▼▼▼
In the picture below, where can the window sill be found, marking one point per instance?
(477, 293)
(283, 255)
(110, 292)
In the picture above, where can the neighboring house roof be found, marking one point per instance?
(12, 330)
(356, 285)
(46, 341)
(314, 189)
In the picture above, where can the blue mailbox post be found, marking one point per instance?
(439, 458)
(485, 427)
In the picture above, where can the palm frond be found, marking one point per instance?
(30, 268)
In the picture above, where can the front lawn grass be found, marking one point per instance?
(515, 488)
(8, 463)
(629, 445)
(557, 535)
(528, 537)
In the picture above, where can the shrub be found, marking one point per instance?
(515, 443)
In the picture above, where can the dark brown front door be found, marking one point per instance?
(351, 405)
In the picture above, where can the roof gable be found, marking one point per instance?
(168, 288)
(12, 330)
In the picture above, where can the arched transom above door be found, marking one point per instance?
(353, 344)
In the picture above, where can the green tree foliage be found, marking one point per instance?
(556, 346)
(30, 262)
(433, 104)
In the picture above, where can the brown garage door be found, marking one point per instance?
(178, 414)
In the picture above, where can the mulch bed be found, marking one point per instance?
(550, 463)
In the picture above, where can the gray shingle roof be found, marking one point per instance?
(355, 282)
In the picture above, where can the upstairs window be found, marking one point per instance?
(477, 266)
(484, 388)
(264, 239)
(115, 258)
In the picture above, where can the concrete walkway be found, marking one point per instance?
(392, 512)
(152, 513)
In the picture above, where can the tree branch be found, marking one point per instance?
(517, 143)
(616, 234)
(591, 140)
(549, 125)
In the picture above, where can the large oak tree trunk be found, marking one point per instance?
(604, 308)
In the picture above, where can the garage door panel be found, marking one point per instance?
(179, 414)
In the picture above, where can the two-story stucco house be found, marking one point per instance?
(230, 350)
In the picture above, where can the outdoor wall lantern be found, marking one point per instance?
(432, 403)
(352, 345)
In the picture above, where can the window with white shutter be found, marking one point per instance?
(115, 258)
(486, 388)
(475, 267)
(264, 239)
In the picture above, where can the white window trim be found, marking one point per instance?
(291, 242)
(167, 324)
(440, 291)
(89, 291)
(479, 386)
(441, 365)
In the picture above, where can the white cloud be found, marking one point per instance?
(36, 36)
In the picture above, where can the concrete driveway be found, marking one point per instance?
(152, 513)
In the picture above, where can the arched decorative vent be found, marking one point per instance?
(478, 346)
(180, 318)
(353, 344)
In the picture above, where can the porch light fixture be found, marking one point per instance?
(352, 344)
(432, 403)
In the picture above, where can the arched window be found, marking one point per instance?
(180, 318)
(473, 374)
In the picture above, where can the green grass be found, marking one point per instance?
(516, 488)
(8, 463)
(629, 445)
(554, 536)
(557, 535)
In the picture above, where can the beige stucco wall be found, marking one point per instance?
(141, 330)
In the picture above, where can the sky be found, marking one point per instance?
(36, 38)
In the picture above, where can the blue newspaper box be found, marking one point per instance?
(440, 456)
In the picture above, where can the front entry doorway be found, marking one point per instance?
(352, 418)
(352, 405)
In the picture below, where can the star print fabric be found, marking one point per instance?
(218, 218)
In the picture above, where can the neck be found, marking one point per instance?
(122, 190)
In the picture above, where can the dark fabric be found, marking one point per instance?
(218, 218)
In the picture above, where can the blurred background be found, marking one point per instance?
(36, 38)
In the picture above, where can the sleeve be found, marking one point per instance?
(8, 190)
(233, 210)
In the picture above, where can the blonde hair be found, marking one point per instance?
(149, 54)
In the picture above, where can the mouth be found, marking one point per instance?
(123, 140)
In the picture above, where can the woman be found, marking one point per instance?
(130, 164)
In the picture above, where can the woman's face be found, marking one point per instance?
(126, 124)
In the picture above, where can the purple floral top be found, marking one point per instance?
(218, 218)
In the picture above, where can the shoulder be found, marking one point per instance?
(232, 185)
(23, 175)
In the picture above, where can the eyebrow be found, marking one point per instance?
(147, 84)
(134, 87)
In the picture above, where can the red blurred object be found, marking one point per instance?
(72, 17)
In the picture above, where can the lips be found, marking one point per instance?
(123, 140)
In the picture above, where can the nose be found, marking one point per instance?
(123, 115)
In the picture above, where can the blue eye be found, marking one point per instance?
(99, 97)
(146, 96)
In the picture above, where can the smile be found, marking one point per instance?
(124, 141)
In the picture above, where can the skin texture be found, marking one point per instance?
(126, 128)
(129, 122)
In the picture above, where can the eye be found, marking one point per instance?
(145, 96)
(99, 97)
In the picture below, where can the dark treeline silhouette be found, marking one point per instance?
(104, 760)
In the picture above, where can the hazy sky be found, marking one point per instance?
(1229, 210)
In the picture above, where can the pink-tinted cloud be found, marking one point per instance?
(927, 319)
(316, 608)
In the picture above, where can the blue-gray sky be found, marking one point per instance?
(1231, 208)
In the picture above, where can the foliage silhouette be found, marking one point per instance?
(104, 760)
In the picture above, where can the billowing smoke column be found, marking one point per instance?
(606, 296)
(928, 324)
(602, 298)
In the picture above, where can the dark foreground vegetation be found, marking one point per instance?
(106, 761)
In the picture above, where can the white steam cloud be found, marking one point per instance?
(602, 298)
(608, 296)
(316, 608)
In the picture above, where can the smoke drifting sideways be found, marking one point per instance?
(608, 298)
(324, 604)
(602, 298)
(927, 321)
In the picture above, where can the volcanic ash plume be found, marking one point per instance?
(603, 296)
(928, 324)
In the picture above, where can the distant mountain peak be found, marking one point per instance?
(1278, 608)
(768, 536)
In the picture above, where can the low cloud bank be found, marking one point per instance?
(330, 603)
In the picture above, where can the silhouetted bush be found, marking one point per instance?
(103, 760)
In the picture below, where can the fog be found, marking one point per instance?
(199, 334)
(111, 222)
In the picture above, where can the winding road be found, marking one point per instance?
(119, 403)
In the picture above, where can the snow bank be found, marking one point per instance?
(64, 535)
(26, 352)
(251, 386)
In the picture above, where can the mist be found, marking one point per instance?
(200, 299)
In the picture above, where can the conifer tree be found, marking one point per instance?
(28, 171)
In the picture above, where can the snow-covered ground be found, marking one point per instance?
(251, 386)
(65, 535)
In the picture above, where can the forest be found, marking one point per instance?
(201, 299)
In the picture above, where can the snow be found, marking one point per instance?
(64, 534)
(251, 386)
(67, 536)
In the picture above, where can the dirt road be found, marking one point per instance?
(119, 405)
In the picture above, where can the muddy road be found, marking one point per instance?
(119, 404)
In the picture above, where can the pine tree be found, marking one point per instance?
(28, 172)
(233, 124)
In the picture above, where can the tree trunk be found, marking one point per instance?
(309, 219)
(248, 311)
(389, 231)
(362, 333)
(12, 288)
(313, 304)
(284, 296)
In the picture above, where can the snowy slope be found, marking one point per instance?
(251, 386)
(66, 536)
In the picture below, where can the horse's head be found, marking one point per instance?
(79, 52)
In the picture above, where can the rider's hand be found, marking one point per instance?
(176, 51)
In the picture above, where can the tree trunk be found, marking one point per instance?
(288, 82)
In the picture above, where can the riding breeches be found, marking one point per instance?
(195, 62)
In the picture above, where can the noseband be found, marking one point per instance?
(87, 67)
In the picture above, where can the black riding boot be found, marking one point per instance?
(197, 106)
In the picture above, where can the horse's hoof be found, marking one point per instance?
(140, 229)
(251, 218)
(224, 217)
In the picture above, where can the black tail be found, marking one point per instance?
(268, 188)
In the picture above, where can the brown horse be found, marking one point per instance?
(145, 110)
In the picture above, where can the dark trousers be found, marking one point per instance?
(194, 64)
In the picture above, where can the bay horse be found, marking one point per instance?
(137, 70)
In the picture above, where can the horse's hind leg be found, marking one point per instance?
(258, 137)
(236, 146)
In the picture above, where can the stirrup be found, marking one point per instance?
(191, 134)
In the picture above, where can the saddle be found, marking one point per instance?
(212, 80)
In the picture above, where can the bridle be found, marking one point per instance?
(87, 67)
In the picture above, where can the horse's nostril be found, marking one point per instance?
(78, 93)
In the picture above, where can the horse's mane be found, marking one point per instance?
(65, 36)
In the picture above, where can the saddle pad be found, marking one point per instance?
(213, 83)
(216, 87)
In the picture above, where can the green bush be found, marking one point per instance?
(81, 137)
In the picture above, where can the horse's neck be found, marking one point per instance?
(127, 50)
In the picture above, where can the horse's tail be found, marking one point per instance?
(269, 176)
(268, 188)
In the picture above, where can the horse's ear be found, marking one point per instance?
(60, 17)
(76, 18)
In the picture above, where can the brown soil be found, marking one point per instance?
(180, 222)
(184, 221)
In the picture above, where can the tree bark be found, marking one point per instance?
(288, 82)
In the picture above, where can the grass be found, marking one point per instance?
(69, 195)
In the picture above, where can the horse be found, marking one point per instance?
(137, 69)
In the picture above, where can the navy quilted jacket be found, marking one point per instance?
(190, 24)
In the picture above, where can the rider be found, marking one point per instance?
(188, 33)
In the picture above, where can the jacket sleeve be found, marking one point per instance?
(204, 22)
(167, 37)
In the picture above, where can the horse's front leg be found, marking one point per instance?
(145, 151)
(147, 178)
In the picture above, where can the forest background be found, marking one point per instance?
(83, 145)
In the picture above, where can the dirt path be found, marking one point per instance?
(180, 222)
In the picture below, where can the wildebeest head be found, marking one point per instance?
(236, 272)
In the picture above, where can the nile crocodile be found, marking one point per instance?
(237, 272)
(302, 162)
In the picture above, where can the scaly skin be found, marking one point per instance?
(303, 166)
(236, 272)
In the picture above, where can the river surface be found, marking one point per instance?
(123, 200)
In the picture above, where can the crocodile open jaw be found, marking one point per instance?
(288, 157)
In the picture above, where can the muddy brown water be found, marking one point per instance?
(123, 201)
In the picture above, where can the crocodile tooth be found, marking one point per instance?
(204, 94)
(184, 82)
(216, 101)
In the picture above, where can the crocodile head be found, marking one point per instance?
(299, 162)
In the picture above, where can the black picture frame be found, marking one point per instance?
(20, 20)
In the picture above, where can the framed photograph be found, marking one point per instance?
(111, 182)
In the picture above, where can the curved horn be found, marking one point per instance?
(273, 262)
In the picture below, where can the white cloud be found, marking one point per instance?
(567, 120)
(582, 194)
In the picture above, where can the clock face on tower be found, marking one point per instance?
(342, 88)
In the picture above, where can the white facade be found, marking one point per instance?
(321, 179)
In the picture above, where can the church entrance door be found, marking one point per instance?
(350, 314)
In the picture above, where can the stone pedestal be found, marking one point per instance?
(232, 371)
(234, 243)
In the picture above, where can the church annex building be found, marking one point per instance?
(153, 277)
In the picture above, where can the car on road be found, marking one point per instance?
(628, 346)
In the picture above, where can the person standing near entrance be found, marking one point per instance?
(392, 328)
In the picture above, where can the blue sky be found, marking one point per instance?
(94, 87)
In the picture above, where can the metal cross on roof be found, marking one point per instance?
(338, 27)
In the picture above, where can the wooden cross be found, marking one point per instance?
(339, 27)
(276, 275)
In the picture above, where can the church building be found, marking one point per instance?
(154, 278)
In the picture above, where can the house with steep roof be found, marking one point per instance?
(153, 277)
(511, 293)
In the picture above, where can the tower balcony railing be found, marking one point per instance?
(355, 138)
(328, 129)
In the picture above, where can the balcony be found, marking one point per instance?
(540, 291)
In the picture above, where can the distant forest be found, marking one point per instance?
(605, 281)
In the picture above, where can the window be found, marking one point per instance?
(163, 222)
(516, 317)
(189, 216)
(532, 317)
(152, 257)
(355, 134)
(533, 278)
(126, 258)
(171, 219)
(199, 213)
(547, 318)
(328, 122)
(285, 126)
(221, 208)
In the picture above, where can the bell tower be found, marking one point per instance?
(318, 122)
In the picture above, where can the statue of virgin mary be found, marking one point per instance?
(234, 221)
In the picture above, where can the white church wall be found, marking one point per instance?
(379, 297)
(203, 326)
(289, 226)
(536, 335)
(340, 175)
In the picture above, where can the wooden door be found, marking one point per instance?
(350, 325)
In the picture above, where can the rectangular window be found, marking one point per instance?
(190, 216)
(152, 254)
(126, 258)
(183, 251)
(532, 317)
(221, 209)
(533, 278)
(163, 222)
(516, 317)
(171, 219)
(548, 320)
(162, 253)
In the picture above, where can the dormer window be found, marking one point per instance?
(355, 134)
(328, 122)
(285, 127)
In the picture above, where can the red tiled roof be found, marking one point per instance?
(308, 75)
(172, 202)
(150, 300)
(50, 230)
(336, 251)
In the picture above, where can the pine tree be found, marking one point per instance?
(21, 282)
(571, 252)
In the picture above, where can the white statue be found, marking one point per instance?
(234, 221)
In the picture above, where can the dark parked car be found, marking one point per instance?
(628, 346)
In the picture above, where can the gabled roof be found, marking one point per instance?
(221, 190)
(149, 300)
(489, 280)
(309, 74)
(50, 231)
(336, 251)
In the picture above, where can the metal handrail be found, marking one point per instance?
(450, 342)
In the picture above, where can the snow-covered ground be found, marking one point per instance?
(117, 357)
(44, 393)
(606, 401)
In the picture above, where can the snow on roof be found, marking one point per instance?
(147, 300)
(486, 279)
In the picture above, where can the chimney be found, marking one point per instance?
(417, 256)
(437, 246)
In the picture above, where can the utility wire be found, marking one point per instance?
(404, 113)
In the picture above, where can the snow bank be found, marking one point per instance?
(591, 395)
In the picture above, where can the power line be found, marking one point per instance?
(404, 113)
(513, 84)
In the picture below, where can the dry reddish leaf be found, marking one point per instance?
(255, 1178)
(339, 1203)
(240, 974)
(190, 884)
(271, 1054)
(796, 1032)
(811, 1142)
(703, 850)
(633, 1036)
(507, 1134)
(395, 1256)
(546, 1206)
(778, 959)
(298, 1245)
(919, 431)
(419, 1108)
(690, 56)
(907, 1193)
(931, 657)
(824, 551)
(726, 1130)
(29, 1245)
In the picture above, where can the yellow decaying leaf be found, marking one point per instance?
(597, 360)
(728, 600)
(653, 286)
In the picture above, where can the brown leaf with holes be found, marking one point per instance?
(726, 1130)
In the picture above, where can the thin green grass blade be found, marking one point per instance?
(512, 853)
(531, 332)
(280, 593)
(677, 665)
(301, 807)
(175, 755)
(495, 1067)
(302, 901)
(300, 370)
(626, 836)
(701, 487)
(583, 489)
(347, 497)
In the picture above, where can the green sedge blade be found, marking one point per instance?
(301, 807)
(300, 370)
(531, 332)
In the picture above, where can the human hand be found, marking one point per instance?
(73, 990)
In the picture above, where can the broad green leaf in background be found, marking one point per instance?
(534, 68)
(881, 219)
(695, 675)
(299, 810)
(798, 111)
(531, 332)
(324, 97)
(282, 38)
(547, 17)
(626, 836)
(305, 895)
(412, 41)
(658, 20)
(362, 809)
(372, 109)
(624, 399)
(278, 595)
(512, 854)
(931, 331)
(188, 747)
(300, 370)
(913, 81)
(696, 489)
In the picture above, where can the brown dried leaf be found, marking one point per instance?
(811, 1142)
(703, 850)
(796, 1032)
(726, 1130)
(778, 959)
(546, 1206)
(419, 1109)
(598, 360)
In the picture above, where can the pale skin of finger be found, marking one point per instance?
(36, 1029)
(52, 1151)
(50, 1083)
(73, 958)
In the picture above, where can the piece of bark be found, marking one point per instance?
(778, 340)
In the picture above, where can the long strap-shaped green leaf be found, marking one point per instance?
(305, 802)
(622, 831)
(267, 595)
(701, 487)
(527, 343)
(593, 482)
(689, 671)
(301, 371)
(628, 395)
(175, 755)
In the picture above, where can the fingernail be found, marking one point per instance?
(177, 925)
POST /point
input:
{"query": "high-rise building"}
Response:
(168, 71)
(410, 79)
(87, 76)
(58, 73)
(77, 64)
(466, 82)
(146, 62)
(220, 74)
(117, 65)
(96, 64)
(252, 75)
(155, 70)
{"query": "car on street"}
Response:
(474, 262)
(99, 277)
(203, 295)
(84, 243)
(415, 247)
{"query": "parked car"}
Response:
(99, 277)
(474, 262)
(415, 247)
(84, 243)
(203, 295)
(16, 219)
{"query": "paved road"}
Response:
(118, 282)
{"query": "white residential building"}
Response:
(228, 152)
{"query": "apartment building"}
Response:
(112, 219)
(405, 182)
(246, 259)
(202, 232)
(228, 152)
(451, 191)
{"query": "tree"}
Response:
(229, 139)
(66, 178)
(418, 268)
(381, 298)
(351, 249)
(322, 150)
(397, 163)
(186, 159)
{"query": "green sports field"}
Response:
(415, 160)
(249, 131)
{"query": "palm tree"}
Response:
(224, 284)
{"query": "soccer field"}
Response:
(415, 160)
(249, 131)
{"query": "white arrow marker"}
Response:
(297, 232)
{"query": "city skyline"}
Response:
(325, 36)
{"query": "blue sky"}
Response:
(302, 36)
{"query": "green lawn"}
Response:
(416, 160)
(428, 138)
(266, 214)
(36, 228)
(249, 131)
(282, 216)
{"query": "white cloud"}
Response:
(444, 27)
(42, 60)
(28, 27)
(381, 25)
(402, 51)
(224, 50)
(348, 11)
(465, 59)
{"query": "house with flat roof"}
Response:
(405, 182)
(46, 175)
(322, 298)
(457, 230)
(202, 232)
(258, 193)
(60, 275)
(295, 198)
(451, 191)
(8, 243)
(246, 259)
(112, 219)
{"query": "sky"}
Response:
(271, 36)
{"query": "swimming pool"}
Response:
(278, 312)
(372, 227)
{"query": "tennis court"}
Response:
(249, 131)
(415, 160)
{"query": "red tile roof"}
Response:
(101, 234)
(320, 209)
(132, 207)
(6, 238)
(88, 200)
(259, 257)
▲▲▲
- _WORK INSTRUCTIONS_
If a line in the records contains the word "field", copy it out.

- _SOLUTION TO THIS EXERCISE_
{"query": "green sports field"}
{"query": "soccer field"}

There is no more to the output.